Locate and copy every line in the items below that contains the word "light".

Data rows:
⟨

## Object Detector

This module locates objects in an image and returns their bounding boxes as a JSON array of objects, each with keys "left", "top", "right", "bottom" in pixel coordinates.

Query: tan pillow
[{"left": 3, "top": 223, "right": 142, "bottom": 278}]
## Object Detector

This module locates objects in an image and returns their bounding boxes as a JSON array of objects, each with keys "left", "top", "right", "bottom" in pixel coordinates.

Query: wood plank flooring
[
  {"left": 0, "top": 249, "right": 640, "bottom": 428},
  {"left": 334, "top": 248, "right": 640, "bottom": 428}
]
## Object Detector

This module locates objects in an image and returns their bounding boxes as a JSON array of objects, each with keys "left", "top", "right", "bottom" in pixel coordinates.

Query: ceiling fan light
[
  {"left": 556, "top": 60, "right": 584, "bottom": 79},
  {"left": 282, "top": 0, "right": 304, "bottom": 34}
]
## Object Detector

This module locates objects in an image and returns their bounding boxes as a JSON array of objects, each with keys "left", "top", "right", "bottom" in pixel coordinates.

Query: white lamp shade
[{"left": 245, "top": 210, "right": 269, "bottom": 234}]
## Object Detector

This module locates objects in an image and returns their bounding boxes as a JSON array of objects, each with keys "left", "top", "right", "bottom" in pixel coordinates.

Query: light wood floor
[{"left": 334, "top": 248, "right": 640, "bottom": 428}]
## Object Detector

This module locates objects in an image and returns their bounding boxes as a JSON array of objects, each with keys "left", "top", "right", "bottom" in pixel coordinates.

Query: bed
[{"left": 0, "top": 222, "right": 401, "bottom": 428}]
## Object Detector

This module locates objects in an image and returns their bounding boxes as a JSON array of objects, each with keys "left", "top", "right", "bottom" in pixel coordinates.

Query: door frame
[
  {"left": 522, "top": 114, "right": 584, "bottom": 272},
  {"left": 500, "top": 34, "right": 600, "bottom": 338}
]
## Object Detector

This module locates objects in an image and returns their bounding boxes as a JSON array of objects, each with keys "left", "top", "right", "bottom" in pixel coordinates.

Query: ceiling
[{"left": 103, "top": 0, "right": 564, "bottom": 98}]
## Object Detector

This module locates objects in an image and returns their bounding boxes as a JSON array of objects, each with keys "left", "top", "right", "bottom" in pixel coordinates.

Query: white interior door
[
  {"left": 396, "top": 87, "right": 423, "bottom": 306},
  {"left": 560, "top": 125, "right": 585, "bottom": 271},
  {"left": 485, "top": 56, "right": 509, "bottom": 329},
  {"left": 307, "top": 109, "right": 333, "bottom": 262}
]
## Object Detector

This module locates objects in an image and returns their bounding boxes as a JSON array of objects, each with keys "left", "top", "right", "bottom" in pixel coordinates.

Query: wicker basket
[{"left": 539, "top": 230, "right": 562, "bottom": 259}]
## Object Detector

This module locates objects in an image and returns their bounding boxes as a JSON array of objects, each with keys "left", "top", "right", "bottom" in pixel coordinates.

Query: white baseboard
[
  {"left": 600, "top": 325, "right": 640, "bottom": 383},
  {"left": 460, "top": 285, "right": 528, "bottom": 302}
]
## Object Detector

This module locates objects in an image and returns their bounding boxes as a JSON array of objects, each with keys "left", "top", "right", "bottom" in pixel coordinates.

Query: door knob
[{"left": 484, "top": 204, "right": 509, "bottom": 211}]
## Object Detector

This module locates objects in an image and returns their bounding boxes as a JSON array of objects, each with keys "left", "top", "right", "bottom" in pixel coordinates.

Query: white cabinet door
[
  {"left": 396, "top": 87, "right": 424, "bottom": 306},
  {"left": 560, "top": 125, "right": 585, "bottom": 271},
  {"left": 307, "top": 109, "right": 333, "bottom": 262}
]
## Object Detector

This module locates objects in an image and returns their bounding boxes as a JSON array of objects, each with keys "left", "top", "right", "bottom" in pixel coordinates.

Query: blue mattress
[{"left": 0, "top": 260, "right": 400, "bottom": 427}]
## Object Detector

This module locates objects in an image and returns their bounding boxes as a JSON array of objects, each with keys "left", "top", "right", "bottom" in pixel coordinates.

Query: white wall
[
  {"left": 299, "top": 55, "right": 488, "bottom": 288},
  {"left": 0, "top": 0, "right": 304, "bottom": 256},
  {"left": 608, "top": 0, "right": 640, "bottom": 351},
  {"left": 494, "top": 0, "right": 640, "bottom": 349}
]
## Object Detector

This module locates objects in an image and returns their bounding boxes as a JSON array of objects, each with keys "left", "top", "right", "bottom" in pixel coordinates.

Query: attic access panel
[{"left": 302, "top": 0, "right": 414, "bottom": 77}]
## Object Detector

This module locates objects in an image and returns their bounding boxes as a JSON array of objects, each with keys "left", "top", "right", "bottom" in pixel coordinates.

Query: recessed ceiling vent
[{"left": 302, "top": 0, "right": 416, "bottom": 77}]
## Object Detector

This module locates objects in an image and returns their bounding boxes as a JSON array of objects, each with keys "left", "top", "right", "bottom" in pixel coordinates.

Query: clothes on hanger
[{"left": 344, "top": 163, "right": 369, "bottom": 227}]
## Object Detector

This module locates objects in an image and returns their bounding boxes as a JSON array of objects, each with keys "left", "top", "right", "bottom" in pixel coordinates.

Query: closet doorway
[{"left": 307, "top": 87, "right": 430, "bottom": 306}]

⟩

Reply to the exercise:
Query: ceiling fan light
Query: light wood floor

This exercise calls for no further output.